━━ INPUT ━━
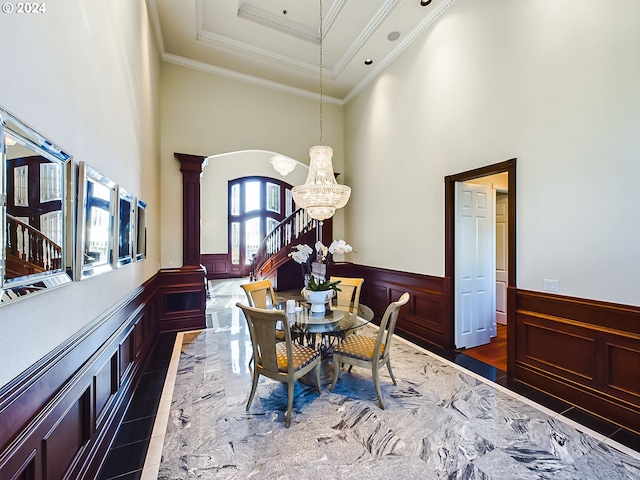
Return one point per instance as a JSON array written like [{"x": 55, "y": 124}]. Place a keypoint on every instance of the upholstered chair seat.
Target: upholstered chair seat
[{"x": 373, "y": 353}]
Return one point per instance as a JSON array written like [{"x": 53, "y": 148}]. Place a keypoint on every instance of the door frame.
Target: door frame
[{"x": 508, "y": 166}]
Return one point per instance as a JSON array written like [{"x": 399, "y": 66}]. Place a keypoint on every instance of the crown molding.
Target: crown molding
[
  {"x": 241, "y": 77},
  {"x": 395, "y": 53}
]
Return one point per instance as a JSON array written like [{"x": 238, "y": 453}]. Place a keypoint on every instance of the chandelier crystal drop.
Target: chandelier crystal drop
[
  {"x": 283, "y": 165},
  {"x": 321, "y": 195}
]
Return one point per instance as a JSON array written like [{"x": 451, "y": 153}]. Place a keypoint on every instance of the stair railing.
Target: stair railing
[
  {"x": 281, "y": 237},
  {"x": 32, "y": 246}
]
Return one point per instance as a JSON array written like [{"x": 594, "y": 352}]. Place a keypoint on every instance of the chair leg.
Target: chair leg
[
  {"x": 336, "y": 373},
  {"x": 390, "y": 372},
  {"x": 290, "y": 389},
  {"x": 376, "y": 384},
  {"x": 254, "y": 387}
]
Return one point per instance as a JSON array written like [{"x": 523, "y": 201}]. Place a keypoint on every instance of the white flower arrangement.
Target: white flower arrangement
[{"x": 302, "y": 254}]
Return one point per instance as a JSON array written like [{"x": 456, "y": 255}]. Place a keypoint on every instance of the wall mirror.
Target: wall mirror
[
  {"x": 126, "y": 226},
  {"x": 96, "y": 222},
  {"x": 36, "y": 205},
  {"x": 141, "y": 230}
]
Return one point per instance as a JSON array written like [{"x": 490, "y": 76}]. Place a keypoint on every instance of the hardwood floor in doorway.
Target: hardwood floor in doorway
[{"x": 493, "y": 353}]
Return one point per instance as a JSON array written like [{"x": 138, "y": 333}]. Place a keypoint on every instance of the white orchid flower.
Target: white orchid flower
[
  {"x": 339, "y": 247},
  {"x": 322, "y": 250}
]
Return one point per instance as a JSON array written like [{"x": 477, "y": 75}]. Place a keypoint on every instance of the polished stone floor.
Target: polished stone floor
[{"x": 440, "y": 421}]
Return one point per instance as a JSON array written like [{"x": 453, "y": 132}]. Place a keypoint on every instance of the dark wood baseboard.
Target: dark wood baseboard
[
  {"x": 216, "y": 264},
  {"x": 585, "y": 352},
  {"x": 182, "y": 299},
  {"x": 59, "y": 416},
  {"x": 425, "y": 319}
]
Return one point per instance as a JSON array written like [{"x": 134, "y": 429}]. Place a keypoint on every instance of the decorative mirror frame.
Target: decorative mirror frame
[
  {"x": 87, "y": 232},
  {"x": 126, "y": 227},
  {"x": 141, "y": 230},
  {"x": 53, "y": 263}
]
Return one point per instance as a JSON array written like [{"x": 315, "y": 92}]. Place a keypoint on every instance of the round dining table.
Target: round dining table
[{"x": 323, "y": 331}]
━━━
EXERCISE OBJECTIVE
Reproduce all of the lines above, switching every occurrence of "keypoint" to "marker" and leaving everything else unchanged. Omit the pictures from your answer.

FINAL RESULT
Return one point per instance as a JSON array written like [{"x": 55, "y": 124}]. Place a marker on every instance of the upholstered chair seat.
Target: upholstered chair seat
[{"x": 373, "y": 353}]
Return one point per instance as a JSON array written like [{"x": 53, "y": 148}]. Place a marker on every instance of the door frame.
Target: door frame
[{"x": 508, "y": 166}]
Return one point per instance as a JSON array written like [{"x": 399, "y": 66}]. Place a marker on every instance of the crown molding.
Target: crown molding
[
  {"x": 241, "y": 77},
  {"x": 395, "y": 53}
]
Return one point per instance as a JSON array written like [{"x": 238, "y": 453}]. Place a marker on every instance of the chandelier crystal drop.
Target: chandelier crystal drop
[
  {"x": 283, "y": 165},
  {"x": 321, "y": 195}
]
Return one point per instance as a JSON array written like [{"x": 451, "y": 153}]. Place a marker on every instance of the stair railing.
Target: stair railing
[
  {"x": 281, "y": 237},
  {"x": 32, "y": 246}
]
Return one point per instance as a JSON array written like [{"x": 594, "y": 352}]. Place a marker on every instance of the chair leg.
Target: chair leg
[
  {"x": 336, "y": 373},
  {"x": 390, "y": 372},
  {"x": 290, "y": 389},
  {"x": 376, "y": 384},
  {"x": 254, "y": 387}
]
Return one point per instance as a JSON array written like [{"x": 523, "y": 201}]. Place a marker on every instance of the white flower arrangement.
Target: white flower arrangement
[{"x": 302, "y": 254}]
Return one point per instance as a JSON array written like [{"x": 456, "y": 255}]. Place a marker on every instance of the wall mirror.
Target: wall mirror
[
  {"x": 126, "y": 226},
  {"x": 96, "y": 222},
  {"x": 36, "y": 205},
  {"x": 141, "y": 230}
]
Return one point per instance as a JSON array written like [{"x": 490, "y": 76}]. Place a marker on every instance of the hardwood floor in doorway.
Target: hardwood floor in doorway
[{"x": 493, "y": 353}]
Return one point per instance as a JSON array written like [{"x": 138, "y": 333}]. Place a marker on every instance of the white orchid flower.
Target: white orchid flower
[
  {"x": 339, "y": 247},
  {"x": 322, "y": 250}
]
Return one point per instance as a JSON array written like [{"x": 477, "y": 75}]. Place a marker on every instance of the polished stone floor.
Target: polished stone floor
[{"x": 440, "y": 421}]
Return one point per instance as a JSON array written like [{"x": 453, "y": 132}]. Place a marker on every instance of the dark wood baseboard.
Target: dark wood baseboard
[
  {"x": 216, "y": 264},
  {"x": 585, "y": 352},
  {"x": 182, "y": 299},
  {"x": 59, "y": 416},
  {"x": 425, "y": 319}
]
Return one point per instance as a JSON array written like [{"x": 134, "y": 429}]. Place a marker on every instance of the decorative mirror frame.
Target: decorative mirror frame
[
  {"x": 87, "y": 232},
  {"x": 126, "y": 227},
  {"x": 141, "y": 230},
  {"x": 53, "y": 263}
]
Return one point per instance as a JSON array written like [{"x": 315, "y": 92}]. Place a marker on every instance of the round dining table.
Target: round dining table
[{"x": 323, "y": 331}]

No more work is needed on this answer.